Stored entries
++++
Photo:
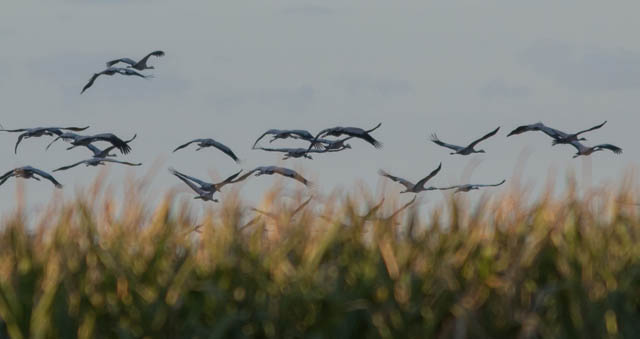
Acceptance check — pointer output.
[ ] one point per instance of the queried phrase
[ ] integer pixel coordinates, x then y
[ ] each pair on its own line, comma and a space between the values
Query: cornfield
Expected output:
563, 266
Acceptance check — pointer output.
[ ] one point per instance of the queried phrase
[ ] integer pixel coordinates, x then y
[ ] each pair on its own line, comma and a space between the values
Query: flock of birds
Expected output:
326, 141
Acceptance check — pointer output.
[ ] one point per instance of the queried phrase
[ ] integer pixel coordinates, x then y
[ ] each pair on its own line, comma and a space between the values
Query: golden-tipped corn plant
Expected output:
563, 266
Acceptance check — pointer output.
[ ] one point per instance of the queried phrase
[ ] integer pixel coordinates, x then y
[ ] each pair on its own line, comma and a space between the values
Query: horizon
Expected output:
232, 71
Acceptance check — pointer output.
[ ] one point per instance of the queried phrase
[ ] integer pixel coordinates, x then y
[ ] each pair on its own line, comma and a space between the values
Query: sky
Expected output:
234, 69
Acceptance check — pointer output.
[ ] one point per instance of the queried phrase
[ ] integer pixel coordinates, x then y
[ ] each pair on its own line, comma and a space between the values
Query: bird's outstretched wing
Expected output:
374, 128
362, 134
186, 144
229, 179
291, 174
91, 81
70, 166
271, 131
75, 129
20, 137
434, 139
123, 60
224, 149
246, 175
14, 130
130, 72
424, 180
193, 186
7, 175
120, 144
47, 176
406, 183
269, 149
188, 177
154, 53
592, 128
578, 146
484, 137
122, 162
612, 148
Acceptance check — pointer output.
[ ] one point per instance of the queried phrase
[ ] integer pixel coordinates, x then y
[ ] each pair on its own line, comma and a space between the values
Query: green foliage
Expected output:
566, 268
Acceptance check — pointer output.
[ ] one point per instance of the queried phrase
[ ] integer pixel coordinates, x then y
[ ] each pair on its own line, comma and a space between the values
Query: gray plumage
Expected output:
469, 149
40, 131
354, 132
269, 170
208, 142
95, 161
140, 65
28, 172
586, 150
559, 137
204, 189
411, 187
284, 134
469, 187
84, 140
298, 152
111, 71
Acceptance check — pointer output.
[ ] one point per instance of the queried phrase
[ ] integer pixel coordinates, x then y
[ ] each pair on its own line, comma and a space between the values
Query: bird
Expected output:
469, 149
298, 152
411, 187
95, 161
262, 170
204, 189
203, 143
40, 131
559, 137
355, 132
586, 150
84, 140
284, 134
469, 187
140, 65
327, 144
111, 71
98, 153
28, 172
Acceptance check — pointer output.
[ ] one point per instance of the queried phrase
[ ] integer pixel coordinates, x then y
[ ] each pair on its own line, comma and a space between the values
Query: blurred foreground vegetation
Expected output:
563, 267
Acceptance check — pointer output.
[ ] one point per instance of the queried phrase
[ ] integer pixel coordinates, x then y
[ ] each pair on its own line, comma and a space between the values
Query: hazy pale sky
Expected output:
234, 69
++++
Written request:
Output the entries above exactly. Drop the pictures.

Task output:
Photo:
Acceptance check — pointer output.
[ ] one point per instance of the queried phrase
[ ] integer pixel coordinates, x then y
[ ] each pair on its own line, comma and a space between the values
Query: cornfield
Expected output:
563, 266
Acceptance check — pointer output.
[ ] one point per instance of the queried phrase
[ ] integer pixel coordinates, x then y
[ ] each pair on its own line, comma and a space between the values
Query: flock of birds
Expected output:
326, 141
Acceptance check — pointer output.
[ ] one point per instance of the queried phrase
[ ] integer pixel coordinates, x then y
[ ] each pair on its own line, comma and a space between the values
Query: golden-tipped corn plant
Expected output:
563, 266
Acceptance check — pointer output.
[ ] one point per instance of the queried phrase
[ ] integer pixel coordinates, x then y
[ ] each pair on its own line, comma and a space between the values
Query: horizon
Expected output:
232, 71
Acceptance check — pointer output.
[ ] one point per instance of the queried phrase
[ ] integer pixel coordinates, x then y
[ ] each pair on its own line, comma and a space between the values
Query: sky
Expected output:
234, 69
Acceptance check — pointer output.
[ ] one point per instance of the queried phrase
[ ] integer pixel coordinates, x then y
[ ] each pair on its own line, comma and a space between the values
Query: bird's outstretched wing
Expected output:
374, 128
362, 134
186, 144
229, 179
291, 174
91, 81
70, 166
271, 131
75, 129
20, 137
434, 139
123, 60
224, 149
246, 175
14, 130
130, 72
424, 180
193, 186
7, 175
120, 144
47, 176
406, 183
269, 149
188, 177
154, 53
592, 128
578, 146
484, 137
122, 162
612, 148
Acceptance check — pointer output.
[ ] one point per instance of the queried phrase
[ ] integer pixel coordinates, x then y
[ ] each pair on its own line, comma and a space between the values
Query: green foliage
Expected output:
566, 268
Acceptance check — pointer output.
[ ] one point per instance of the queried phrase
[ ] integer pixel coordinates, x then y
[ ] each pair on its own line, comma and a space between the values
Query: gray plumage
Expected output:
469, 149
40, 131
354, 132
269, 170
208, 142
95, 161
140, 65
28, 172
586, 150
559, 137
204, 189
411, 187
284, 134
469, 187
84, 140
298, 152
111, 71
Acceptance check — pointer output.
[ ] one point per instance of the queried phrase
[ ] integer pixel coordinates, x then y
[ ] each pair on its own line, comma and a space between the values
Query: bird
Expected output:
469, 149
298, 152
411, 187
95, 161
262, 170
204, 189
203, 143
40, 131
559, 137
355, 132
586, 150
84, 140
284, 134
469, 187
140, 65
327, 144
111, 71
98, 153
28, 172
Acceptance check — pointer output.
[ ] one point per instance of the queried phrase
[ ] integer pixel coordinates, x then y
[ ] each pair on its own line, comma and a space between the values
Query: blurred foreground vegetation
Expected output:
563, 267
Acceptance check — pointer output.
[ ] one point per instance of the queried phrase
[ ] integer pixel coordinates, x then y
[ ] each pair on its own line, comma and a space between the values
Query: hazy pale sky
Expected output:
234, 69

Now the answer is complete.